▶ [Work instructions]: Lay out the lines below as a Markdown table with two columns, n for the row number and Line for the line itself, leaving out any blank lines.

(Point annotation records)
====
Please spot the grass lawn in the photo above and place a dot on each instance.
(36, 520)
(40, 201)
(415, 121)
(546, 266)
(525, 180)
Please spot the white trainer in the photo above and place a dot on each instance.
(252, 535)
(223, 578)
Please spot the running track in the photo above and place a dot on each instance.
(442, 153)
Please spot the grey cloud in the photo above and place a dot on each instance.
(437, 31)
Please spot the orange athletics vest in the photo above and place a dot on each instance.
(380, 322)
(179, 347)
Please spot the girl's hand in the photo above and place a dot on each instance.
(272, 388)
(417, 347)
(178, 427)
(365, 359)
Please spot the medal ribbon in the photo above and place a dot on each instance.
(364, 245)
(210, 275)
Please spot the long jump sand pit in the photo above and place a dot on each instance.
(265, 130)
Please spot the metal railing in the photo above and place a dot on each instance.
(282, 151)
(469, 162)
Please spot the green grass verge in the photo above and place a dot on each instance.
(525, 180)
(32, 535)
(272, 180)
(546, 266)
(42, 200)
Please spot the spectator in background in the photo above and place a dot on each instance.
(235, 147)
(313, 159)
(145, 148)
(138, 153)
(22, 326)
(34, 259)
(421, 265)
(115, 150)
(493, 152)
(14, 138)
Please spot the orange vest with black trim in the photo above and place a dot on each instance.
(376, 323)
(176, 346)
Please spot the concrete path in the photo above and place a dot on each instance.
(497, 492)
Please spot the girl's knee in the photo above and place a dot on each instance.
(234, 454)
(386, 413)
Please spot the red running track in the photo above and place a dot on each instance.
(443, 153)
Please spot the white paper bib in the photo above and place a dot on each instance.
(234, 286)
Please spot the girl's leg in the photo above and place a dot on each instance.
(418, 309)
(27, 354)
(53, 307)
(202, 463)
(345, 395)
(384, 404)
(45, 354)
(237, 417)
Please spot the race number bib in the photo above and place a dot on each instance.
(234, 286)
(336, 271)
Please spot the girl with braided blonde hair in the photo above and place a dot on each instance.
====
▶ [Answer to the problem]:
| n | Line |
|---|---|
| 1 | Please spot the grass lawn in the photo above and place a dot on each instance. |
| 2 | (36, 520) |
| 3 | (40, 201) |
| 4 | (415, 121) |
| 5 | (546, 266) |
| 6 | (525, 180) |
| 7 | Please spot the white trainer in the photo above and place a dot on each instance. |
| 8 | (252, 535) |
| 9 | (223, 578) |
| 10 | Please spot the running track in the photo above and place a dot on each instance. |
| 11 | (442, 153) |
| 12 | Please spot the grey cloud in the photo above and place a dot on each instance. |
| 13 | (437, 31) |
| 14 | Please spot the orange athletics vest in the photo above and place a dot on each instance. |
| 15 | (380, 322) |
| 16 | (179, 347) |
| 17 | Please spot the girl's hand in the photo above and place a dot on each instance. |
| 18 | (272, 388) |
| 19 | (417, 347) |
| 20 | (178, 427) |
| 21 | (365, 359) |
| 22 | Please spot the medal ribbon in the photo above and place a dot on each instance. |
| 23 | (364, 245) |
| 24 | (210, 275) |
| 25 | Please spot the long jump sand pit in the photo above and place a dot on each instance. |
| 26 | (265, 130) |
| 27 | Please spot the metal railing in the photo above and place a dot on each instance. |
| 28 | (282, 151) |
| 29 | (469, 162) |
| 30 | Please spot the green grass verge in the photo above and place a dot on each instance. |
| 31 | (525, 180) |
| 32 | (32, 535) |
| 33 | (272, 180) |
| 34 | (546, 266) |
| 35 | (42, 200) |
| 36 | Please spot the spectator in background in the photo above and place a dot on each instance. |
| 37 | (235, 147) |
| 38 | (313, 159) |
| 39 | (145, 148) |
| 40 | (138, 153) |
| 41 | (22, 326) |
| 42 | (34, 259) |
| 43 | (421, 265) |
| 44 | (115, 150) |
| 45 | (493, 152) |
| 46 | (14, 138) |
| 47 | Please spot the orange vest with black trim in the photo above and place a dot on each instance. |
| 48 | (376, 323) |
| 49 | (176, 346) |
| 50 | Please spot the concrete path in the photo above and place a dot on each instance. |
| 51 | (497, 492) |
| 52 | Please spot the girl's knee in the photo above and place a dot on each instance. |
| 53 | (234, 454) |
| 54 | (386, 413) |
| 55 | Please spot the red running track in the photo above and place a dot on each instance. |
| 56 | (443, 153) |
| 57 | Please spot the white paper bib in the photo above and place a dot on each instance. |
| 58 | (234, 286) |
| 59 | Please spot the girl's leg in the photo above and place a dot on each instance. |
| 60 | (418, 309) |
| 61 | (27, 354) |
| 62 | (53, 307) |
| 63 | (202, 463) |
| 64 | (345, 395) |
| 65 | (384, 404) |
| 66 | (45, 354) |
| 67 | (237, 417) |
| 68 | Please spot the race number bib in the photo above and place a dot on each instance. |
| 69 | (234, 286) |
| 70 | (336, 271) |
| 71 | Please spot the girl with braided blonde hair in the photo above and place a dot on each instance. |